WHAT TO WORK ON
Images in the records should be skipped while the rest is transcribed verbatim.
--- DATA TO USE Enclosed Below ---
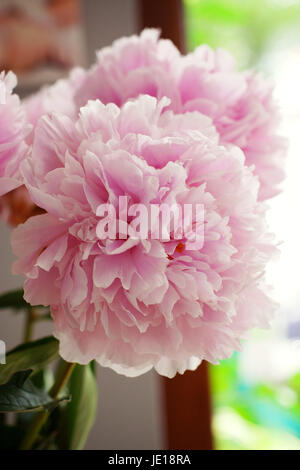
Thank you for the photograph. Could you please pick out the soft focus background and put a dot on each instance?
(256, 394)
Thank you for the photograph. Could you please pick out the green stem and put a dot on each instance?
(41, 417)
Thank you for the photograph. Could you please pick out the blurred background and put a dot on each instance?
(251, 401)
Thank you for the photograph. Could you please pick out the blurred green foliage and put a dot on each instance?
(245, 27)
(248, 415)
(254, 416)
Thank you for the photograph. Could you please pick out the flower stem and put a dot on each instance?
(30, 319)
(41, 417)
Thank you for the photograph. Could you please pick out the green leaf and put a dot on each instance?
(13, 299)
(33, 355)
(79, 415)
(10, 436)
(20, 395)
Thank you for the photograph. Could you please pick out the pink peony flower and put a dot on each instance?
(134, 304)
(13, 130)
(240, 104)
(58, 97)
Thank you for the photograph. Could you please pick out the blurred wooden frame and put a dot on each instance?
(187, 400)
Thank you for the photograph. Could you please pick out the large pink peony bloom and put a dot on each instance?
(240, 104)
(134, 304)
(13, 130)
(58, 97)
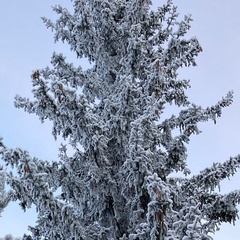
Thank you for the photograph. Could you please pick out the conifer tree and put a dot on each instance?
(118, 184)
(4, 196)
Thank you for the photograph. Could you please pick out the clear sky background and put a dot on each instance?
(26, 44)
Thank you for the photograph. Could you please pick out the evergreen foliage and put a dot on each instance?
(4, 196)
(118, 184)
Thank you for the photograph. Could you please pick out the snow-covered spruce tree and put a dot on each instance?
(4, 196)
(118, 184)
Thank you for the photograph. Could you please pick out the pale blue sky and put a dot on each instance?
(25, 45)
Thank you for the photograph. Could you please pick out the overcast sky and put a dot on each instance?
(26, 45)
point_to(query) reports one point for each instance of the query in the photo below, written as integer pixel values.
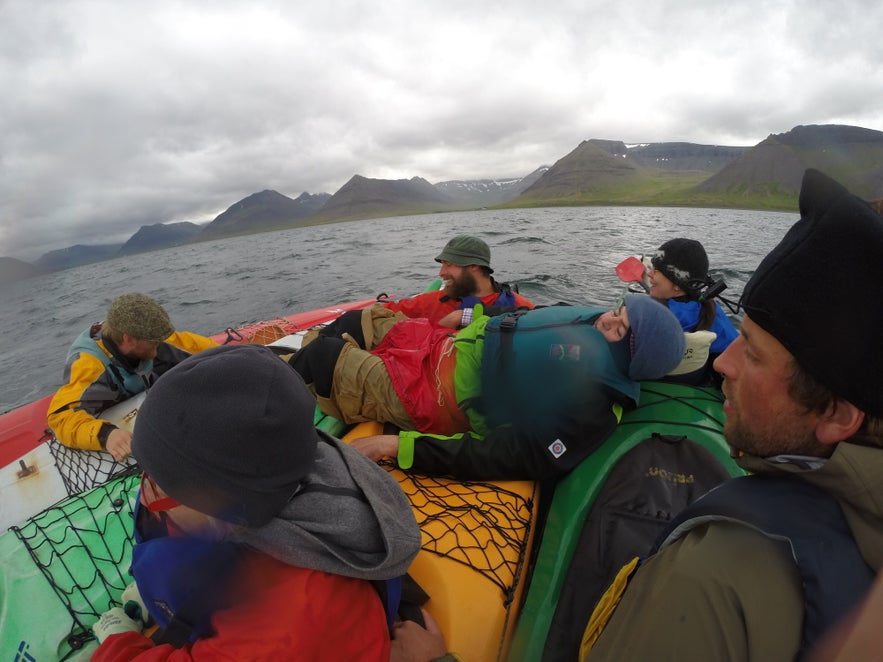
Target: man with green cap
(760, 567)
(466, 276)
(467, 282)
(112, 361)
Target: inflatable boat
(496, 558)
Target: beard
(462, 286)
(780, 441)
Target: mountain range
(596, 172)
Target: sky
(117, 114)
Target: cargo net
(83, 547)
(480, 525)
(83, 470)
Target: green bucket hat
(140, 317)
(464, 250)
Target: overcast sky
(117, 114)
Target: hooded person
(763, 565)
(253, 525)
(112, 361)
(526, 395)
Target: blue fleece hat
(657, 340)
(228, 432)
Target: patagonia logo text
(670, 476)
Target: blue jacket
(687, 313)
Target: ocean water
(552, 254)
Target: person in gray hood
(257, 535)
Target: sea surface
(552, 254)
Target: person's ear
(841, 422)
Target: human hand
(114, 621)
(452, 320)
(377, 446)
(413, 643)
(119, 444)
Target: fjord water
(553, 254)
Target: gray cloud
(118, 114)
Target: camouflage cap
(140, 317)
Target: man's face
(661, 287)
(459, 281)
(135, 348)
(613, 324)
(762, 418)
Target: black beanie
(228, 432)
(684, 262)
(814, 292)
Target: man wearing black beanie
(759, 568)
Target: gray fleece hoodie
(350, 517)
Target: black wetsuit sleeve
(509, 453)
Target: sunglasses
(153, 498)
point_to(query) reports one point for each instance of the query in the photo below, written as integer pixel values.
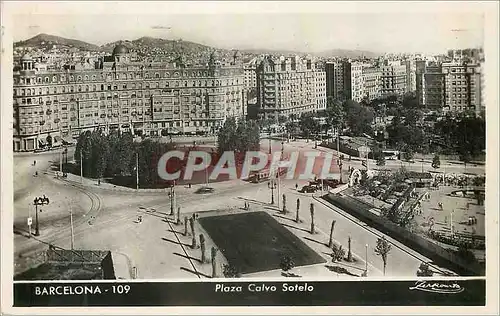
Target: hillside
(46, 41)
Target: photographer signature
(437, 287)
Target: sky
(381, 28)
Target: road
(106, 219)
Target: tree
(349, 253)
(202, 246)
(308, 125)
(436, 162)
(338, 253)
(311, 209)
(231, 271)
(335, 113)
(286, 263)
(330, 241)
(382, 249)
(424, 270)
(380, 160)
(297, 219)
(284, 204)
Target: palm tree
(297, 219)
(382, 249)
(330, 242)
(312, 218)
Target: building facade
(354, 78)
(287, 86)
(463, 86)
(117, 93)
(320, 87)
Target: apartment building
(462, 86)
(287, 85)
(117, 93)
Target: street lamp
(39, 201)
(272, 185)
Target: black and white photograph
(226, 154)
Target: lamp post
(339, 163)
(137, 171)
(39, 201)
(272, 185)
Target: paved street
(105, 218)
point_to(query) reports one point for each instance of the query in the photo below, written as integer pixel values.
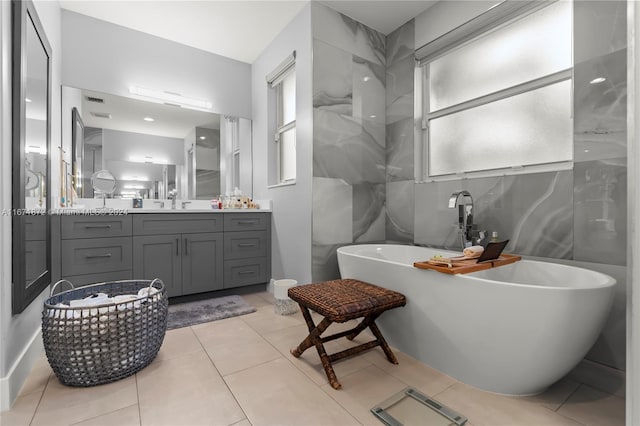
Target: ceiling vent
(101, 114)
(94, 99)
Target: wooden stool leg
(313, 339)
(383, 343)
(362, 326)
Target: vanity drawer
(82, 280)
(35, 228)
(95, 226)
(246, 221)
(241, 272)
(90, 256)
(241, 245)
(176, 223)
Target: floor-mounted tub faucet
(469, 235)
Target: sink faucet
(173, 194)
(469, 235)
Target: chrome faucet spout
(465, 216)
(453, 200)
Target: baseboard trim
(600, 376)
(11, 384)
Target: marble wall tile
(352, 36)
(600, 211)
(368, 90)
(332, 211)
(400, 155)
(400, 43)
(348, 148)
(400, 79)
(332, 78)
(324, 262)
(368, 212)
(400, 211)
(600, 110)
(534, 211)
(599, 28)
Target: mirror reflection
(35, 156)
(152, 149)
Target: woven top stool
(341, 301)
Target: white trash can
(284, 305)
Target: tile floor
(239, 372)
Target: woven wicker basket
--- End of Enclosed DATA TO USE ---
EXERCISE ANSWER
Thank you for the photograph. Could you please pick out the soft focus background and put a dot on each instance?
(256, 394)
Thank you for the photograph. Could you please pick out the green stem and put a dot on each instance?
(41, 417)
Thank you for the photograph. Could you please pick out the blurred background and put a dot on each instance?
(251, 401)
Thank you for the photograph. Could you please pick out the blurred green foliage and put a dot on each instance?
(245, 27)
(248, 415)
(254, 416)
Thank you for the photograph. Could you please pick out the flower stem and put a dot on each instance?
(30, 319)
(41, 417)
Thank you for the photograph. Could you please pick out the green leaf and put a dot on each instance?
(13, 299)
(33, 355)
(79, 415)
(10, 436)
(20, 395)
Thank you for the photograph. Could you please pick out the pink peony flower and put a dot on each instance?
(134, 304)
(13, 130)
(240, 104)
(58, 97)
Thank you for the photograph. Could you please pick out the blurred wooden frame and put a dot on each instance?
(187, 400)
Thank you for the photograph. Could you please pick out the large pink peony bloom and put a dot on each instance?
(240, 104)
(134, 304)
(13, 130)
(58, 97)
Thank you for the photograph. Could you please pick out the conifer tree and put a dot on each instance?
(118, 184)
(4, 196)
Thank you for the photograph. Could you please pick out the clear sky background and put a dot on each instance?
(26, 44)
Thank you for the photograph. Could you please pick out the evergreen foliage and put a dot on each instance?
(4, 196)
(118, 184)
Thank you for the photograph. Could you please pick out the snow-covered spruce tree and put a dot on each instance?
(4, 196)
(118, 184)
Thank you for the photograph. Could you please pick out the pale blue sky and put a dot on each instance?
(25, 45)
Thank you for the photograph. Could you please pick out the overcast sky and put a dot on each instance?
(26, 45)
point_to(query) reports one point for each instance of the query in the photo below, written as integer pixel values.
Target: man with green cap
(760, 567)
(466, 276)
(467, 282)
(112, 361)
Target: inflatable boat
(496, 558)
Target: beard
(462, 286)
(780, 441)
Target: mountain range
(596, 172)
Target: sky
(117, 114)
Target: cargo net
(83, 547)
(480, 525)
(83, 470)
Target: green bucket hat
(140, 317)
(464, 250)
Target: overcast sky
(117, 114)
Target: hooded person
(763, 565)
(253, 525)
(112, 361)
(526, 395)
Target: blue fleece hat
(657, 340)
(228, 432)
Target: patagonia logo text
(670, 476)
Target: blue jacket
(687, 313)
Target: ocean water
(552, 254)
Target: person in gray hood
(257, 535)
Target: sea surface
(552, 254)
Target: person's ear
(841, 422)
Target: human hand
(114, 621)
(452, 320)
(377, 446)
(413, 643)
(119, 444)
Target: fjord water
(553, 254)
Target: gray cloud
(118, 114)
Target: camouflage cap
(140, 317)
Target: man's face
(661, 287)
(459, 281)
(135, 348)
(613, 324)
(762, 418)
Target: black beanie
(228, 432)
(684, 262)
(814, 292)
Target: man wearing black beanie
(759, 568)
Target: gray fleece hoodie
(350, 517)
Target: black wetsuit sleeve
(509, 453)
Target: sunglasses
(153, 498)
point_to(query) reports one point for each instance of the query in the photo below, written as integer pixel values.
Target: hillside
(46, 41)
Target: photographer signature
(437, 287)
Target: sky
(381, 28)
Target: road
(106, 219)
Target: tree
(349, 253)
(202, 246)
(308, 125)
(436, 162)
(338, 253)
(311, 209)
(231, 271)
(335, 113)
(286, 263)
(330, 241)
(382, 249)
(424, 270)
(380, 160)
(297, 219)
(284, 204)
Target: palm tree
(297, 219)
(382, 249)
(330, 242)
(312, 218)
Target: building facade
(354, 78)
(287, 86)
(463, 86)
(117, 93)
(320, 87)
Target: apartment building
(462, 86)
(287, 85)
(117, 93)
Target: street lamp
(39, 201)
(272, 185)
Target: black and white photograph
(226, 154)
Target: lamp post
(339, 163)
(137, 171)
(39, 201)
(272, 185)
Target: paved street
(105, 218)
point_to(query) reports one point for each instance of the query in the photo below, written as integer pixel values.
Target: ceiling vent
(101, 114)
(94, 99)
Target: wooden stool leg
(313, 339)
(383, 343)
(362, 326)
Target: vanity drawer
(82, 280)
(35, 228)
(95, 226)
(246, 221)
(241, 272)
(90, 256)
(241, 245)
(176, 223)
Target: floor-mounted tub faucet
(469, 235)
Target: sink faucet
(173, 194)
(469, 235)
Target: chrome faucet spout
(465, 216)
(453, 200)
Target: baseboard trim
(600, 376)
(11, 384)
Target: marble wall tile
(352, 36)
(600, 211)
(368, 90)
(332, 211)
(400, 155)
(400, 43)
(348, 148)
(400, 79)
(332, 78)
(324, 262)
(368, 212)
(400, 211)
(600, 110)
(534, 211)
(599, 28)
Target: mirror reflection
(35, 156)
(152, 149)
Target: woven top stool
(341, 301)
Target: white trash can
(284, 305)
Target: tile floor
(239, 372)
Target: woven wicker basket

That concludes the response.